── Provided text ──
Zeki sistemler teori ve uygulamaları dergisi (Online), cilt.8, sa.1, ss.35-46, 2025 (TRDizin)
Objective:
There are a limited
number of pathogenic variants known in the MEFV gene. In silico tools fail to
classify many MEFV gene variants. Therefore, it is essential to implement novel
approaches. Our goal is to develop a new strategy to solve the even number
classification problem while improving MEFV gene variant prediction accuracy
using small datasets.
Material -
methods: First, we
determined the optimal number of computational tools for the model. We then
applied eight distinct ML algorithms on the training dataset containing MEFV
gene variants using the determined tools. We initiated the application of
modified hard voting machine learning algorithms, using a training and
validation dataset. Subsequently, we implemented a comparative analysis between
the prediction results and existing algorithms and studies. Finally, we
evaluated the gene and protein level ascertainment to identify hotspot regions.
───
── Recorded data ──
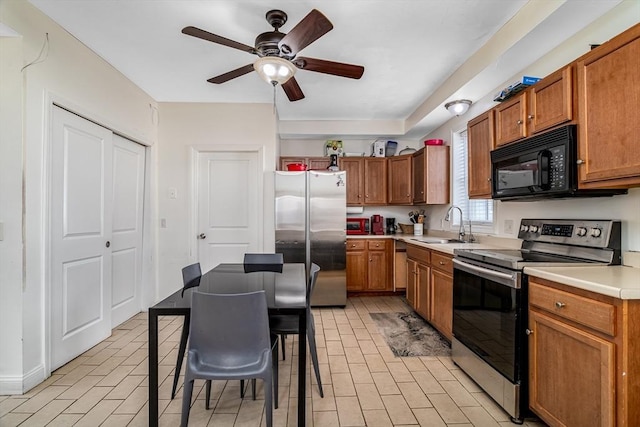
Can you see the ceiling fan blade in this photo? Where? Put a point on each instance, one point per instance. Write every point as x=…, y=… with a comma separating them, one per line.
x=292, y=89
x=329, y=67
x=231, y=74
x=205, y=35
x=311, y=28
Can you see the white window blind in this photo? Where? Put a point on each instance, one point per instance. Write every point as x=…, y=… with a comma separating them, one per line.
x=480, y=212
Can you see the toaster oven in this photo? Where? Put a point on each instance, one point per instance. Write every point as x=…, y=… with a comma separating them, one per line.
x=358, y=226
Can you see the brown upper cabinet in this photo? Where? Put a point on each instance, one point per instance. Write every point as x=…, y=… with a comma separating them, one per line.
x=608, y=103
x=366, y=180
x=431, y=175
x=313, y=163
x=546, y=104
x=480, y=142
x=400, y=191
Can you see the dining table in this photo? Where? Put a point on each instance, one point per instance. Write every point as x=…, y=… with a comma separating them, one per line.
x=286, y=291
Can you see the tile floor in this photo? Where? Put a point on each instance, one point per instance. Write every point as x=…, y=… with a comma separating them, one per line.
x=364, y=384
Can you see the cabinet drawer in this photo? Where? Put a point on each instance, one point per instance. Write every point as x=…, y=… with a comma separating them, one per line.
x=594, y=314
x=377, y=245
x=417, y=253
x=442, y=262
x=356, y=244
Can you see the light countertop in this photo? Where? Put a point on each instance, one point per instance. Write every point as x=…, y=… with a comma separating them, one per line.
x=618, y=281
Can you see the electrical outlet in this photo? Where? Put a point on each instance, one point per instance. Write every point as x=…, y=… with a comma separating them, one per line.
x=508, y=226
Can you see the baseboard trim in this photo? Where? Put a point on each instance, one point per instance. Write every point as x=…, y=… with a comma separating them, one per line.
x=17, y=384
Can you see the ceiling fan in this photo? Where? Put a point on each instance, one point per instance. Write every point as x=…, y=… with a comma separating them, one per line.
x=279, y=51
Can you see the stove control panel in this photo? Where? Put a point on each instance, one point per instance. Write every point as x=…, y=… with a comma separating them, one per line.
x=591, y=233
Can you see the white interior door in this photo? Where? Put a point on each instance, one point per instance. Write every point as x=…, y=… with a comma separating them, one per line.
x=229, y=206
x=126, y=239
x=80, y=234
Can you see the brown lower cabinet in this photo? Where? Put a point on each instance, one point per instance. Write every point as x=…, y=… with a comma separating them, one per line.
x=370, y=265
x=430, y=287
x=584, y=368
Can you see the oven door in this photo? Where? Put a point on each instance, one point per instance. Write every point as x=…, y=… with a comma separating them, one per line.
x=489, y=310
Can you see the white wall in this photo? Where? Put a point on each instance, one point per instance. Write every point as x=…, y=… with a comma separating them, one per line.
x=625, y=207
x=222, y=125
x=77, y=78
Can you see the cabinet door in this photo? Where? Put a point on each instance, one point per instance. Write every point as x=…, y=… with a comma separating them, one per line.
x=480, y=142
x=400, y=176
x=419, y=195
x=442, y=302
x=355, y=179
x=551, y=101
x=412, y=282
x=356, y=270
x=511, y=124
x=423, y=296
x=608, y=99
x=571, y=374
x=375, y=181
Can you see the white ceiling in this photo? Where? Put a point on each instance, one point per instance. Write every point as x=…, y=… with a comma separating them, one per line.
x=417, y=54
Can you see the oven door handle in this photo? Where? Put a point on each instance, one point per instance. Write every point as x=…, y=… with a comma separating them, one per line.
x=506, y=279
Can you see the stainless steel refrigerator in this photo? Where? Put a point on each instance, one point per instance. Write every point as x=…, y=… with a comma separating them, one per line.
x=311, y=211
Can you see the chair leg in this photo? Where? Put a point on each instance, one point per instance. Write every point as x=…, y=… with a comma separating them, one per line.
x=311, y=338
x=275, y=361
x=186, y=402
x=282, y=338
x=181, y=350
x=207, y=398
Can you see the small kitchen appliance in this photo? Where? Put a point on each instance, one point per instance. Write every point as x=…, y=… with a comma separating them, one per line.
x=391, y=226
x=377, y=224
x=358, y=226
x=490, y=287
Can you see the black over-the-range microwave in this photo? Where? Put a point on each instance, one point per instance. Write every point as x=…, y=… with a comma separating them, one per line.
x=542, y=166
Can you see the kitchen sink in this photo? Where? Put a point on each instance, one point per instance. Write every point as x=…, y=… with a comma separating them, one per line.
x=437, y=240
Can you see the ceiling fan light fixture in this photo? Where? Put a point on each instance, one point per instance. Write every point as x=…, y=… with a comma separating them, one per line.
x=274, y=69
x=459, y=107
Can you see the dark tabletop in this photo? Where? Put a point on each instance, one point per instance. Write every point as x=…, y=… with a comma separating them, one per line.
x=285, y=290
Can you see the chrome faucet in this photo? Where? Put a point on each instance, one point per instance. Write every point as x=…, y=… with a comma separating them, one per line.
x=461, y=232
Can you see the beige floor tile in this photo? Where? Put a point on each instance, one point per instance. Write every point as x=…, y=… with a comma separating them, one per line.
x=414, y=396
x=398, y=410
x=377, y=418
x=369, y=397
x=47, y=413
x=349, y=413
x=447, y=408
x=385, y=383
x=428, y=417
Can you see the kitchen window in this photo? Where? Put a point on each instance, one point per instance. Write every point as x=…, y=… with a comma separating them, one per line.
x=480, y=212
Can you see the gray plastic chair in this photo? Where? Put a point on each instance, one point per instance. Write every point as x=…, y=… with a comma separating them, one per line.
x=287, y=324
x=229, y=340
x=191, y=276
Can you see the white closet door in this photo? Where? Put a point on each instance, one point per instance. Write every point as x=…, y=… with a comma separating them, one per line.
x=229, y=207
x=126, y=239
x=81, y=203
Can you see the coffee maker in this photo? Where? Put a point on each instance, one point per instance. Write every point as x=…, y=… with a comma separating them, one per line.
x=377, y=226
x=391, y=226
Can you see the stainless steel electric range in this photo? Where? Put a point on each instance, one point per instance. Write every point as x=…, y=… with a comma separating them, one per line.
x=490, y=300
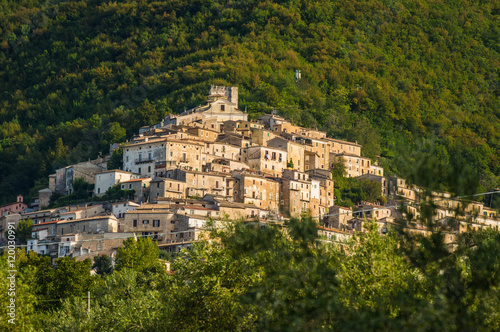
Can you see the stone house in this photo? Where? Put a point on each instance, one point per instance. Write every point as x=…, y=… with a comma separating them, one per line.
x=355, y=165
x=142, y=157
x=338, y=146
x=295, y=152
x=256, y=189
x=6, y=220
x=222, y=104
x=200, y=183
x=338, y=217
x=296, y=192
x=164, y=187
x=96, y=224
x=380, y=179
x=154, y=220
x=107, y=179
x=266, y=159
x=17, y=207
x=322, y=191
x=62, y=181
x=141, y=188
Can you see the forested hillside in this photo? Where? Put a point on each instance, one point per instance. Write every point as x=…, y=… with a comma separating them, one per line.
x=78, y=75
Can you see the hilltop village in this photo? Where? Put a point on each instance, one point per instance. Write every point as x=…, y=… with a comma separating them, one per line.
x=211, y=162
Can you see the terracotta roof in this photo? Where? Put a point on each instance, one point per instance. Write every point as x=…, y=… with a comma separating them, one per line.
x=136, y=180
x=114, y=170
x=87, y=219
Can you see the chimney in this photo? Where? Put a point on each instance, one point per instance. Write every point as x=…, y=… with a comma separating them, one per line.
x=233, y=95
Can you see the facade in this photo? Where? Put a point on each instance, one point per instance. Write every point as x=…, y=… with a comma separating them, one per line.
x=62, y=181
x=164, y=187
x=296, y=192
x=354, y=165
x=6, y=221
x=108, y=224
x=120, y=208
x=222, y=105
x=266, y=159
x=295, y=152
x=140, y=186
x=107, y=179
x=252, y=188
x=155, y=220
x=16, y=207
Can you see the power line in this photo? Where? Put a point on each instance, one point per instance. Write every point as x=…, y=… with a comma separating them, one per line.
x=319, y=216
───
*Your tasks*:
1. Output the section of the MEFV gene abstract from "Zeki sistemler teori" to "using small datasets.".
2. Answer these questions using the MEFV gene abstract:
(a) According to the abstract, what do in silico tools fail to do?
(b) How many distinct ML algorithms were applied on the training dataset?
(c) What was the evaluation of gene and protein level ascertainment meant to identify?
3. Write the next part of the MEFV gene abstract, starting after its last sentence.

*Answers to this exercise*:
1.
Zeki sistemler teori ve uygulamaları dergisi (Online), cilt.8, sa.1, ss.35-46, 2025 (TRDizin)
Objective:
There are a limited
number of pathogenic variants known in the MEFV gene. In silico tools fail to
classify many MEFV gene variants. Therefore, it is essential to implement novel
approaches. Our goal is to develop a new strategy to solve the even number
classification problem while improving MEFV gene variant prediction accuracy
using small datasets.

2.
(a) They fail to classify many MEFV gene variants.
(b) Eight.
(c) Hotspot regions.

3.
Results: The ensemble classifier scored an
average ROCAUC of 88%. The modified hard voting method correctly classified all
known variants with 82% accuracy, outperforming both the soft voting (75%) and
hard voting (70%) methods. The results showed that the prevalence of LP
variants was approximately 2.5 times higher in domains compared to LB
variants(χ2: 13.574, p < 0.001, OR: 2.509 [1.532-4.132]).
Conclusion: Considering the limited understanding of the clinical implications associated with MEFV gene mutations, employing a modified hard voting classifier approach may improve the classification accuracy of computational tools.